• Description of the task:
Write out all of the records precisely. Skip anything that is a picture.
── Provided records ──
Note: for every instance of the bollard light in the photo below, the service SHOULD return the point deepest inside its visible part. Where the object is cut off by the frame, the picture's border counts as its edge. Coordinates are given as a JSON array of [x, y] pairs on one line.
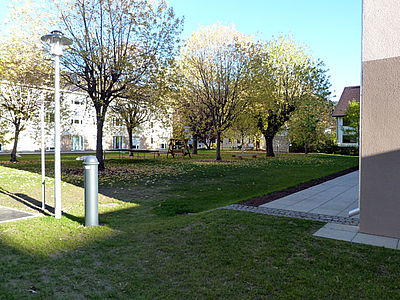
[[57, 40], [91, 164]]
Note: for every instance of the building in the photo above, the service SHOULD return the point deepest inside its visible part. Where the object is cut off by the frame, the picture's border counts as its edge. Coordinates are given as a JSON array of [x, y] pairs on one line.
[[79, 131], [350, 93], [380, 119]]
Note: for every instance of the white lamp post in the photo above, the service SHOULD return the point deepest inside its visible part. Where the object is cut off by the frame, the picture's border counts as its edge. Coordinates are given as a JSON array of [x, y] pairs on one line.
[[57, 40]]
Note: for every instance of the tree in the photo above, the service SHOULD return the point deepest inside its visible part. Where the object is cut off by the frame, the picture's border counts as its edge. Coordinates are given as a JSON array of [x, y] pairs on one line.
[[117, 43], [352, 120], [138, 107], [309, 124], [25, 74], [284, 76], [244, 126], [214, 67]]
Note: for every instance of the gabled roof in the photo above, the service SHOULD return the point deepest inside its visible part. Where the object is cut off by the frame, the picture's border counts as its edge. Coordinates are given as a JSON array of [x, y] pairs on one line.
[[349, 93]]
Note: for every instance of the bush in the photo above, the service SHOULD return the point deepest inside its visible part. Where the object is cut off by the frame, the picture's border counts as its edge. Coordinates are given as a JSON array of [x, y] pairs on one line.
[[329, 148]]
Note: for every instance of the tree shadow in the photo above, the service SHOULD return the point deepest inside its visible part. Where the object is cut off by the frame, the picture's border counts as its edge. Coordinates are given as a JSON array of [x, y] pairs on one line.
[[36, 205]]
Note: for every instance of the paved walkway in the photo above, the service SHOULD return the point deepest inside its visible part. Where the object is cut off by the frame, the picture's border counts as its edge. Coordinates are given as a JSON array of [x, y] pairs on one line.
[[328, 202], [10, 214], [335, 197]]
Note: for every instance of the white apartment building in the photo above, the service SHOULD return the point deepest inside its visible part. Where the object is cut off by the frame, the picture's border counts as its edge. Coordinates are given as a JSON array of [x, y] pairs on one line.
[[79, 129]]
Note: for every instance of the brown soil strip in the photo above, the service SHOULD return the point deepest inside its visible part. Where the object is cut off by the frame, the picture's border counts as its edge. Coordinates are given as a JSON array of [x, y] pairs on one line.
[[257, 201]]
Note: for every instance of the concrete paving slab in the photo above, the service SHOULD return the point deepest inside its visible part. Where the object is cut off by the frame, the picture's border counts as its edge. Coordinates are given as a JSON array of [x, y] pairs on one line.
[[10, 214], [335, 234], [332, 197], [350, 233], [349, 228], [376, 240]]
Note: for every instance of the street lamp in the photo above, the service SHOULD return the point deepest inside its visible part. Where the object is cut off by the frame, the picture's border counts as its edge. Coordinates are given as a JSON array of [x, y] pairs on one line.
[[57, 40]]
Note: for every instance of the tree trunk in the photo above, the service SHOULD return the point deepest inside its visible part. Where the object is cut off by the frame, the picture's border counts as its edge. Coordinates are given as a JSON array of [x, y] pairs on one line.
[[218, 146], [306, 147], [195, 144], [99, 143], [14, 151], [242, 146], [269, 145], [130, 136]]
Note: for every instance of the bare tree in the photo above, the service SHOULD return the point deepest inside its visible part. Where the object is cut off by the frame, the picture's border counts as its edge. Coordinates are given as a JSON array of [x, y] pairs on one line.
[[117, 43]]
───
• Complete output:
Note: for every instance of the bollard light in the photo below, the service SHOULD return the point deepest inside its visible part. Where the object is cut off by the frame, the picture's border counts as its edge. Coordinates are given as a JSON array of [x, y] pairs on one line.
[[57, 40], [91, 164]]
Note: for every instance of the building in the photo above, the service SHOULD return the point deepest inside its visible part. Where the object is cut off by the frame, the picture's border counts as its edge. Coordinates are given as a JSON array of [x, y] pairs on one line.
[[79, 131], [350, 93], [380, 119]]
Note: for every instance of the white lamp post in the photo above, the service SHOULD return the point deepest inside its visible part. Where the object is cut off by the frame, the picture's border counts as its edge. Coordinates are given as a JSON array of [x, y] pairs on one line.
[[57, 40]]
Note: for every instance of the tree in the photo above, the service SHOULD return the point deepest inside its visible part. Where the object is cut off by the frame, the picture's border counts as its edge. Coordinates are given as a JSON array of [x, y] pairs on one line.
[[117, 43], [352, 120], [138, 107], [309, 124], [25, 74], [284, 76], [244, 126], [214, 67]]
Note: for every instance of the gabled roof in the photo above, the service SHOULD return the point deepest inside its visible part. Where the object is cut off by the frame, the picture's border counts as its edge. Coordinates are given as a JSON array of [x, y] pairs on one line.
[[349, 93]]
Note: for every instance of the bush in the photo above, the service SHOULD return the point deepest inside its visible part. Where the object is cut off by the frame, the picture's border counts as its edge. Coordinates are given as a JSON array of [x, y] pairs on one line.
[[329, 148]]
Note: for every instance of the tree shadow in the photo above, the service SHOULD return the point deepest inside its visible part. Where the object is cut off by the frame, the picture's border counts as its edge. Coordinates are given as a JSON array of [x, y] pairs on one line.
[[36, 205]]
Note: for every instance of the paved walkway in the photo above, the service SHOULD return the point deepest inside its visible part. Where the object is cut off by the frame, the picture's border counts as its edge. Coordinates are given as a JSON array of [x, y] pairs on one line.
[[328, 202], [10, 214], [335, 197]]
Note: for every instance of the white apartment building in the photo above, the service SHOULD return the point deepest inside its visible part. Where the object is cut off by the frame, the picture's border counts as its edge. Coordinates are given as a JSON array of [x, y] pairs on one line.
[[79, 129]]
Note: for every instance of the brown soil strip in the photo above, the service SHOULD return the point deepest inside its visible part. Where the object is cut off by the frame, the picture's border counts as its edge. Coordinates are given as a JSON array of [x, y] pairs on one line.
[[257, 201]]
Note: for every instance of the concrete paving slab in the photo above, the service SHOULD return the point deepest inside its visible part. Where the object is cut off by the frame, the picture's border counts as its edge. Coordinates are given as a JSON array of [x, y] pairs on one line.
[[10, 214], [335, 234], [332, 197], [350, 233], [349, 228], [376, 240]]
Note: for every instance of the street lamp in the photo above, the service SHOULD return the point deepest inside its visible part. Where the object is cut off by the frame, the picture's border counts as its edge. Coordinates are given as a JSON array of [x, y] pairs on one line.
[[57, 40]]
Note: for every instance of the tree trunk in the photo above, the service SHOULD return the point deepest inside its visible part. Where the object is cut off by the frame, the picture's border counts as its edge. Coordinates are given as a JSON array of [x, y] pairs on one line.
[[218, 146], [306, 147], [195, 144], [99, 143], [14, 151], [242, 146], [269, 145], [130, 136]]
Note: for every instance of the bare tree in the photo above, the service SHOULD return the point deepest inside its visible part. Where the object is cut off by the frame, the picture's border counts as its edge. Coordinates are given as a JSON array of [x, y] pairs on one line.
[[117, 43]]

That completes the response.